* [PROMPT] Quote the lines below word for word, from the line that contains "--target recessed ceiling light" through the end, both ends included. Leave the pictures out of your answer.

[Dataset items]
==================================================
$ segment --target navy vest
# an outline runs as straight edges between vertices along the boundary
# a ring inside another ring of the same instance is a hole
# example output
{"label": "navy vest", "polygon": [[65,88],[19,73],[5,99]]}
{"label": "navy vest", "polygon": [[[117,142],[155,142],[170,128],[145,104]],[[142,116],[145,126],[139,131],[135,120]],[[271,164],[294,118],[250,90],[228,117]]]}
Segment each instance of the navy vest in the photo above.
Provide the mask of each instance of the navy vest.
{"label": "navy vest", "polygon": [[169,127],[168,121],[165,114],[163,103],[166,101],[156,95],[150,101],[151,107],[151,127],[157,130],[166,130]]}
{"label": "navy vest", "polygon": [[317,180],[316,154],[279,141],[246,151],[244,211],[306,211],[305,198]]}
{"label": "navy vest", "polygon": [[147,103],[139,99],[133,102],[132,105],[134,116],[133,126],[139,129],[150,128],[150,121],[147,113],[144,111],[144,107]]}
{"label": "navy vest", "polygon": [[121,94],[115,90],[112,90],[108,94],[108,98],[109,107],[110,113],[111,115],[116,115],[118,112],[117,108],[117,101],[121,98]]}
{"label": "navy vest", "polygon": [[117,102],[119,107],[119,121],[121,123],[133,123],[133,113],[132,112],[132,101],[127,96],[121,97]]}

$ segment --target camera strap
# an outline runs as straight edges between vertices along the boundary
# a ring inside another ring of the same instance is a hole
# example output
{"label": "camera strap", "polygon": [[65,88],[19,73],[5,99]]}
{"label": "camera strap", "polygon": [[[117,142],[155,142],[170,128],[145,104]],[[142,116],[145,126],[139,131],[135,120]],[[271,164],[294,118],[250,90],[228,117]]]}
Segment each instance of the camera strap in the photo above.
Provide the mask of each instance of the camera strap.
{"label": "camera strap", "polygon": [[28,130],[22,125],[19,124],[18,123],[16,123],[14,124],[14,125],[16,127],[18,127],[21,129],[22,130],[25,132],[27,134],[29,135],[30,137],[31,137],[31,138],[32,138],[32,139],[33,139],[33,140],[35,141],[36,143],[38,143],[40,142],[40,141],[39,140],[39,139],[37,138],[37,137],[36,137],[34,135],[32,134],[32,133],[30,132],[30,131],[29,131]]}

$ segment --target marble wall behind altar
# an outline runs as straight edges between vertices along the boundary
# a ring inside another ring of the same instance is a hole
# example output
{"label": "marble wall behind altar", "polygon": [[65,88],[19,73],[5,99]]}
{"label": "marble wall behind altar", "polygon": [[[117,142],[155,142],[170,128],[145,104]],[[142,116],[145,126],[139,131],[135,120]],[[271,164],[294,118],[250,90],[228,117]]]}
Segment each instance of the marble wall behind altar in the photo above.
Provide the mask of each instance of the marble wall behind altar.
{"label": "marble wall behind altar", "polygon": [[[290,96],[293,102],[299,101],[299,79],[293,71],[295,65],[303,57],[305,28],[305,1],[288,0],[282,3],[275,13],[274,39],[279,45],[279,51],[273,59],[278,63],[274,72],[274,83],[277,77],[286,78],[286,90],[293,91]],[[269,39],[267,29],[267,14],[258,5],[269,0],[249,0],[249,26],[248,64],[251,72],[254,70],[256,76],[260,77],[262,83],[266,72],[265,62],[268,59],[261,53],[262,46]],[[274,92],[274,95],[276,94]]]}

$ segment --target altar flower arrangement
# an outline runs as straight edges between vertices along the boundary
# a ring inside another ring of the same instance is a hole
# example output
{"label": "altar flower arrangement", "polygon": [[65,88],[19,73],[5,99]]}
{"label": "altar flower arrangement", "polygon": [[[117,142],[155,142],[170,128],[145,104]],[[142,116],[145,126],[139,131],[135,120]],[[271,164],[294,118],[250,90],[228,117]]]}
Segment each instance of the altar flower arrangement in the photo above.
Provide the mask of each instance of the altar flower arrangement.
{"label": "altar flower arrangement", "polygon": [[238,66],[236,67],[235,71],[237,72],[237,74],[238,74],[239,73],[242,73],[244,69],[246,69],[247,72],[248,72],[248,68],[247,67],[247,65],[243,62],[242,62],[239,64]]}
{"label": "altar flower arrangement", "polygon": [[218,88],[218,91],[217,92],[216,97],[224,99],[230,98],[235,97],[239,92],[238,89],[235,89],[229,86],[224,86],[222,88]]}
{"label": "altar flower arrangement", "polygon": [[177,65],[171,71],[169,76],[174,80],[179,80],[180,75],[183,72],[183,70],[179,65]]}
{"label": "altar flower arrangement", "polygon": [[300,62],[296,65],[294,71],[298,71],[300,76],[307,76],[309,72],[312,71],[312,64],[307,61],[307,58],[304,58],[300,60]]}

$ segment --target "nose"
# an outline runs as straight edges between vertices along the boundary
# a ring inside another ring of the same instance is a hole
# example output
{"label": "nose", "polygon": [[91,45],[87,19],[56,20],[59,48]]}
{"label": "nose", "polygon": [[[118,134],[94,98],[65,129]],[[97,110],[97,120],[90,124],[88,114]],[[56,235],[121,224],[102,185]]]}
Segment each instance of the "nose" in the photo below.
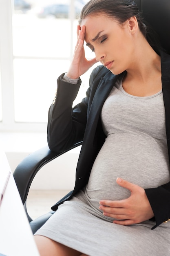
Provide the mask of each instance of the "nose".
{"label": "nose", "polygon": [[102,61],[105,58],[105,54],[103,52],[102,53],[99,50],[95,49],[95,55],[96,61]]}

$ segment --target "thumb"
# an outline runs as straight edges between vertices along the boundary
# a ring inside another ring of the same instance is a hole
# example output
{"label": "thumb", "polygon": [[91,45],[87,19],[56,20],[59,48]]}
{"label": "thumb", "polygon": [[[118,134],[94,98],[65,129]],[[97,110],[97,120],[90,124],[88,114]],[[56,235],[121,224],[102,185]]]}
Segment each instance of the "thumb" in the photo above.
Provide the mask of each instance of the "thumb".
{"label": "thumb", "polygon": [[127,180],[123,180],[121,178],[118,177],[116,179],[116,182],[117,184],[127,189],[130,190],[131,192],[132,192],[133,189],[135,189],[135,185],[133,183],[129,182]]}

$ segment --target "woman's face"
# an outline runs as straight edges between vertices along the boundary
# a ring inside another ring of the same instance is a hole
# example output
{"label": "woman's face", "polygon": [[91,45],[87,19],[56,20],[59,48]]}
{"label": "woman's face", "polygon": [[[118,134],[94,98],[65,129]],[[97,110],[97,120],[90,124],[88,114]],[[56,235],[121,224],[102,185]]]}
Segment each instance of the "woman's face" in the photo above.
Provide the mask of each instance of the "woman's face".
{"label": "woman's face", "polygon": [[86,27],[87,45],[94,52],[96,60],[115,74],[127,70],[132,64],[135,45],[130,20],[120,25],[99,13],[87,16],[82,22]]}

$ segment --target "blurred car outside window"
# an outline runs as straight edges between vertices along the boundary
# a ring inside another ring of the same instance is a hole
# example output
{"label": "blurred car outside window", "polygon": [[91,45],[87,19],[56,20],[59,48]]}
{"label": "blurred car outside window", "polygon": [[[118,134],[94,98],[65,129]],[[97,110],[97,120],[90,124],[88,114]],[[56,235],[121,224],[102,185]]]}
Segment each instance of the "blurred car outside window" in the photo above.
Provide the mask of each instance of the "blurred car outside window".
{"label": "blurred car outside window", "polygon": [[[78,16],[87,1],[12,0],[15,121],[46,123],[57,79],[72,59]],[[94,57],[86,46],[85,51],[88,58]],[[86,96],[93,68],[81,77],[74,104]]]}

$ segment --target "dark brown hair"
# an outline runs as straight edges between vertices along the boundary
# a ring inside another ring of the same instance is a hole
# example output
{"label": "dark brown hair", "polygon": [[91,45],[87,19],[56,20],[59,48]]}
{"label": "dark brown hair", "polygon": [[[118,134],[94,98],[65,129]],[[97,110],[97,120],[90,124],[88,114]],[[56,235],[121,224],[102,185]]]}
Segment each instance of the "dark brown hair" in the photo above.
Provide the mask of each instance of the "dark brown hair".
{"label": "dark brown hair", "polygon": [[145,21],[137,4],[133,0],[91,0],[83,7],[79,19],[81,26],[82,20],[90,15],[104,13],[117,20],[120,24],[135,16],[139,29],[153,49],[160,54],[162,50],[159,37]]}
{"label": "dark brown hair", "polygon": [[135,16],[140,30],[146,37],[146,27],[143,22],[137,4],[132,0],[91,0],[84,6],[81,12],[79,22],[89,15],[99,13],[106,14],[108,17],[117,20],[123,24],[128,18]]}

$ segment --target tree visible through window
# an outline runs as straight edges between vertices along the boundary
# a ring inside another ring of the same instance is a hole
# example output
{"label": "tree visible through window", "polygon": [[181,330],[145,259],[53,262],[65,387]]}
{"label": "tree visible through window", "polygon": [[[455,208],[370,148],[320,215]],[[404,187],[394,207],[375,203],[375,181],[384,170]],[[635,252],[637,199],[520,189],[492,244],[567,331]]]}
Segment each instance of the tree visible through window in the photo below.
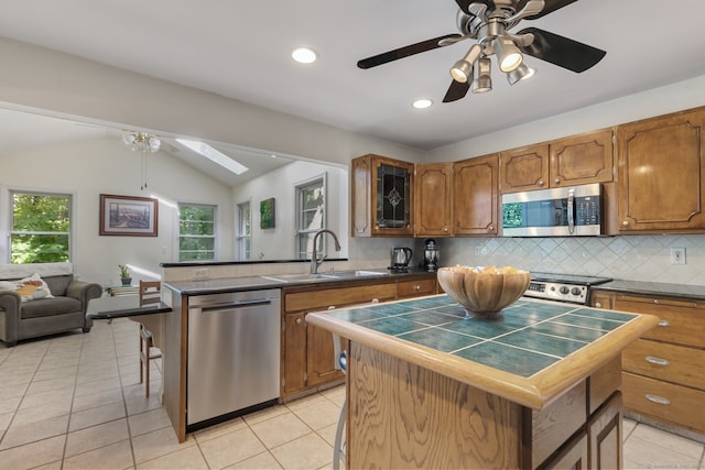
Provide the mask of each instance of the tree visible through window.
{"label": "tree visible through window", "polygon": [[216,206],[178,205],[178,261],[216,259]]}
{"label": "tree visible through window", "polygon": [[11,192],[10,263],[70,259],[70,195]]}
{"label": "tree visible through window", "polygon": [[[318,230],[326,227],[324,176],[296,186],[296,211],[299,214],[296,247],[299,259],[301,260],[311,258],[313,254],[313,238]],[[317,252],[325,254],[323,252],[323,238],[318,239],[318,243]]]}
{"label": "tree visible through window", "polygon": [[250,259],[251,230],[250,230],[250,201],[238,204],[238,230],[235,236],[236,254],[238,261]]}

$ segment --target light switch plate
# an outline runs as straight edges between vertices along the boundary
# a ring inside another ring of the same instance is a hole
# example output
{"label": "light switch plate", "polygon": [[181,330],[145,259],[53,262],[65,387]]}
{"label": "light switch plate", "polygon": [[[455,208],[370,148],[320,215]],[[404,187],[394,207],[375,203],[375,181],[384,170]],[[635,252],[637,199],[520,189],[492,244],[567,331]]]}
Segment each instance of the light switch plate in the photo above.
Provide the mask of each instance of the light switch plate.
{"label": "light switch plate", "polygon": [[672,248],[671,249],[671,264],[685,264],[685,249]]}

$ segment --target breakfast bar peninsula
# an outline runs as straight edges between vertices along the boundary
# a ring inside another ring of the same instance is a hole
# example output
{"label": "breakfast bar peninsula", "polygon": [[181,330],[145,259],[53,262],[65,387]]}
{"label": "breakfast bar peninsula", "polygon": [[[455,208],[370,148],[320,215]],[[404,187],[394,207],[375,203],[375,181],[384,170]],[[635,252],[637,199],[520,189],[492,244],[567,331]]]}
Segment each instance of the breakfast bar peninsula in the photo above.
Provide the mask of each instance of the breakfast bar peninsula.
{"label": "breakfast bar peninsula", "polygon": [[620,352],[649,315],[445,294],[314,313],[347,349],[348,468],[620,468]]}

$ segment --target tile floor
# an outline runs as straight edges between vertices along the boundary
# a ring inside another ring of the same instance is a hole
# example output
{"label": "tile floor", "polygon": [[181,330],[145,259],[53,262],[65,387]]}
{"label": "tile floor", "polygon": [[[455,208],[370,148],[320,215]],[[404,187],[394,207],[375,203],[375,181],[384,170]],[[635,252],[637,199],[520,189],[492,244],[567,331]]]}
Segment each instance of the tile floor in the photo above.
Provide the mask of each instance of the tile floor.
{"label": "tile floor", "polygon": [[[189,435],[178,444],[139,383],[138,324],[0,342],[0,470],[332,468],[344,389]],[[152,369],[159,390],[159,363]],[[705,470],[703,444],[625,422],[628,469]]]}

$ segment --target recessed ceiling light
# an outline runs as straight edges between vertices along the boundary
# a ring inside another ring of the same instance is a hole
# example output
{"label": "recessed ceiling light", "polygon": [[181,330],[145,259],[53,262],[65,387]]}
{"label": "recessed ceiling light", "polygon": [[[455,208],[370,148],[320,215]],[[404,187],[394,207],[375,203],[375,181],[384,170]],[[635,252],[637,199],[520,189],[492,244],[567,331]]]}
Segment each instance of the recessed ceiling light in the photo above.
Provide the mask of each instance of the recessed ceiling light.
{"label": "recessed ceiling light", "polygon": [[413,106],[416,109],[424,109],[430,107],[431,105],[433,105],[433,101],[431,101],[429,98],[417,99],[411,103],[411,106]]}
{"label": "recessed ceiling light", "polygon": [[291,56],[301,64],[311,64],[312,62],[316,62],[318,54],[311,47],[296,47],[291,53]]}

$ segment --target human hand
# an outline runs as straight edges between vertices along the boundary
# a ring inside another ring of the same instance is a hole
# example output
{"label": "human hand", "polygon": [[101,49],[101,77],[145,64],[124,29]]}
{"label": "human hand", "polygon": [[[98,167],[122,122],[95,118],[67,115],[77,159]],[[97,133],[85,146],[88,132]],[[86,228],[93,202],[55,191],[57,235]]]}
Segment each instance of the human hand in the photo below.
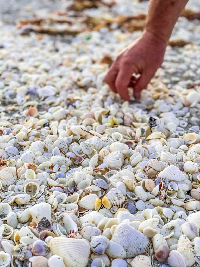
==================================================
* [ANSWER BELOW]
$ segment --target recessed ceiling light
# an outline runs as straight edges between vertices along the boundary
# a ring inside another ring of the same instance is a hole
# example output
{"label": "recessed ceiling light", "polygon": [[181,330],[145,259],[53,262],[65,387]]}
{"label": "recessed ceiling light", "polygon": [[[455,208],[370,148],[320,215]],[[404,187],[394,207],[375,203],[375,181],[384,170]],[[635,252],[637,199],[520,189],[492,244],[567,331]]]}
Segment each instance of the recessed ceiling light in the photo above.
Provide the mask of each instance of the recessed ceiling light.
{"label": "recessed ceiling light", "polygon": [[413,106],[416,109],[424,109],[430,107],[431,105],[433,105],[433,101],[431,101],[429,98],[417,99],[411,103],[411,106]]}
{"label": "recessed ceiling light", "polygon": [[291,56],[301,64],[311,64],[312,62],[316,62],[318,54],[311,47],[296,47],[291,53]]}

$ segment --target human hand
# an outline runs as straight edges between vertices along the boundary
# a ring inside another ring of the same instance is a hole
# example output
{"label": "human hand", "polygon": [[101,49],[101,77],[145,64],[124,29]]}
{"label": "human hand", "polygon": [[[98,167],[122,122],[95,118],[67,115],[77,159]],[[97,133],[85,146],[88,132]],[[86,228],[93,202],[55,191],[57,235]]]}
Segment each instance of the human hand in the photo below.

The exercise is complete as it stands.